Stated task
Rescale the entries below by rewriting every line, multiplying only the x,y coordinates in the answers by 2.3 and rounding them to whole numbers (halves round up). Leave all other text and numbers unchanged, and omit the pictures from your output.
===============
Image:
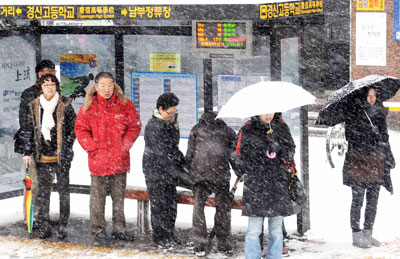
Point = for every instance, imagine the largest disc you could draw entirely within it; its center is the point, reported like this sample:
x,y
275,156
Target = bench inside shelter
x,y
143,209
===============
Answer below
Image:
Point = for every instance, imagine the largest disc you could draw entirely within it; its center is the point, reported like this sample:
x,y
275,156
Target = bench inside shelter
x,y
329,481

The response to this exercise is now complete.